• _Given instruction_: Pull every line of the data below into your answer, unchanged, and leave the pictures out.
(begin)
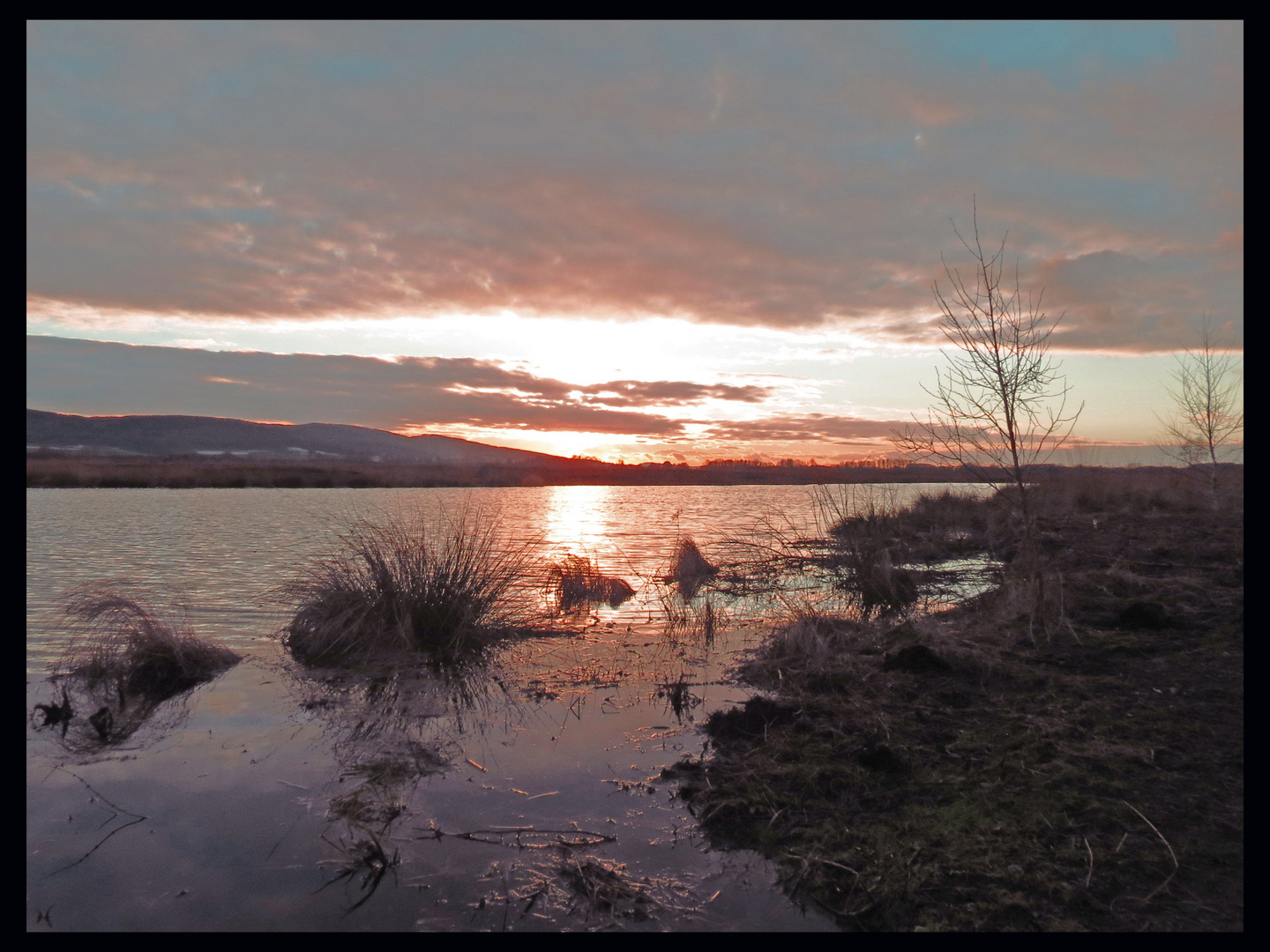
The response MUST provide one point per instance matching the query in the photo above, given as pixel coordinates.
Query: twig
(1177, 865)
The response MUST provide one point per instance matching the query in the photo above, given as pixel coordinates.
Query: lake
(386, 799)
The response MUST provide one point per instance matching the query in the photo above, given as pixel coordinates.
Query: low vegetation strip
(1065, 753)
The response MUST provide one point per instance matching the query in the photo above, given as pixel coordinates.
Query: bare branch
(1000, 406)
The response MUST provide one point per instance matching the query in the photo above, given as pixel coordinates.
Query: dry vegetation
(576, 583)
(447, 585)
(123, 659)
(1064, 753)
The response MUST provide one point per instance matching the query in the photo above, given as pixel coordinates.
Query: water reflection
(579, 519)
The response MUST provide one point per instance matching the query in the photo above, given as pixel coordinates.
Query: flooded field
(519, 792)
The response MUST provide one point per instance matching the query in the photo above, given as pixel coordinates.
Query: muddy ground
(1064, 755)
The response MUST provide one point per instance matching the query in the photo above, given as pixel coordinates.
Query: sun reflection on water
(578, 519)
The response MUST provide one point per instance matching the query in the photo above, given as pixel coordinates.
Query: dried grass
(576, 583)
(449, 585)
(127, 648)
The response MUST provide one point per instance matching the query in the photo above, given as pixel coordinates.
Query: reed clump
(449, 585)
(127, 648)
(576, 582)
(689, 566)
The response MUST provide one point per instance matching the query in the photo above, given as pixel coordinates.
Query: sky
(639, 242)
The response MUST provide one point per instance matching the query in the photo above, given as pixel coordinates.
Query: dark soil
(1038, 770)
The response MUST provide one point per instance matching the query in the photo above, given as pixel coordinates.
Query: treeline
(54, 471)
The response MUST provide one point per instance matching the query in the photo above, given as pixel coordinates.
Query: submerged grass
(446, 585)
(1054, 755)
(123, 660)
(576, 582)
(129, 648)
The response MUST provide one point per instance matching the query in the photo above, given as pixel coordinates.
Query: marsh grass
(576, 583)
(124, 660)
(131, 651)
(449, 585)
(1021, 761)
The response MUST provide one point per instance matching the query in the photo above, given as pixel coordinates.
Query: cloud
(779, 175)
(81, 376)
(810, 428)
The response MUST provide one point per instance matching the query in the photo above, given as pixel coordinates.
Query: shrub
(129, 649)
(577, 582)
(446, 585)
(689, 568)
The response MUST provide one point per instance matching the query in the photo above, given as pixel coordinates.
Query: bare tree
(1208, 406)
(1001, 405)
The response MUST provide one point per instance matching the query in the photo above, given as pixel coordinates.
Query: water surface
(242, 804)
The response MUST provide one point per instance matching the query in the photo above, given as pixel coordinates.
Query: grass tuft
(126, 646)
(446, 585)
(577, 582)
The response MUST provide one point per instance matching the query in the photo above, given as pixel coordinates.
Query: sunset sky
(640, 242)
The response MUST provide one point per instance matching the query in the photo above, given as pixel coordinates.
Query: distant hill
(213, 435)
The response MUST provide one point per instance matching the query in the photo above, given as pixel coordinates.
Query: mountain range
(end)
• _Response to the task_:
The response MUST provide one point per instance matching the query in the photo above, given as pixel coordinates.
Query: twig
(1177, 865)
The response MUST provide one point per instance matching the query in the photo above, given as pixel coordinates.
Query: lake
(386, 799)
The response MUST provide one point per instance matching the query in the photo above, given as pixel coordinates.
Query: low vegetation strip
(1065, 753)
The response MUST provide one point per instance matching the query in the photo above, given as pixel coordinates.
Query: bare branch
(1000, 406)
The response MUST provide one point per instance matching the query in the photo above, given as pixel coordinates.
Query: dry vegetation
(576, 583)
(447, 585)
(123, 659)
(1064, 753)
The response MUST provide one point per instance matching the query in the photo above, given as pixel coordinates.
Query: water reflection
(579, 519)
The response MUST provide one point per instance matching the query in the photo above, given as pixel coordinates.
Query: flooded field
(519, 792)
The response MUST provide one point per instance matching the query in the photo above, given as pixel coordinates.
Query: muddy ground
(1064, 755)
The response MUST provide one point per instance matching the query in the photo above, given as pixel coordinates.
Query: sun reflection on water
(578, 519)
The response MUST provide one point per instance matching the query in the photo above, given as pixel coordinates.
Query: dried grass
(576, 583)
(449, 585)
(127, 648)
The response MUST provide one point per instance matching the query in the photo above, given as pixel coordinates.
Query: reed clump
(449, 585)
(127, 648)
(576, 582)
(689, 566)
The response MUST provide one point per instance matching the query in the photo above, given as pixel coordinates.
Query: sky
(639, 242)
The response MUST provide one point per instance matching the query in the photo above, given as pixel coordinates.
Query: dark soil
(1038, 770)
The response MUST provide one point per instance matching the query in the photo above, given as pixel coordinates.
Query: treeline
(54, 471)
The response MUST provide one point per instance matching the query in the photo above, given as pixel coordinates.
Query: submerged grass
(446, 585)
(1054, 755)
(123, 660)
(576, 582)
(129, 648)
The response MUST provide one point per instance matching the query in the photo above, given as pixel coordinates.
Query: marsh grass
(576, 583)
(124, 660)
(131, 651)
(449, 585)
(1021, 761)
The response MUST provide one point per instance matching the query in the photo above, given as pixel coordinates.
Query: cloud
(779, 175)
(81, 376)
(810, 428)
The response MUST provide one point per instance matching the query in the photo above, given as pixel coordinates.
Query: shrub
(129, 649)
(577, 582)
(446, 585)
(689, 568)
The response MUST provide one point per instance matching the query in the photo above, given as pixel coordinates.
Query: bare tree
(1208, 406)
(1001, 405)
The response MUST provide one point per instance matching the query in the photo above, given as pixel coordinates.
Query: water surface
(242, 804)
The response MUST provide one point per instance matching the query in the photo above, given as pixel coordinates.
Query: grass tuft
(126, 646)
(446, 585)
(577, 582)
The response MUST provide one point per instance matching the query in the photo above, given as pixel coordinates.
Query: sunset sky
(640, 242)
The response MUST provide one point per instance matching the query in the photo above, given as pixel coordinates.
Query: distant hill
(213, 435)
The response MUST provide one point per instance matching the query in the photo above, given as pixel coordinates.
Query: mountain range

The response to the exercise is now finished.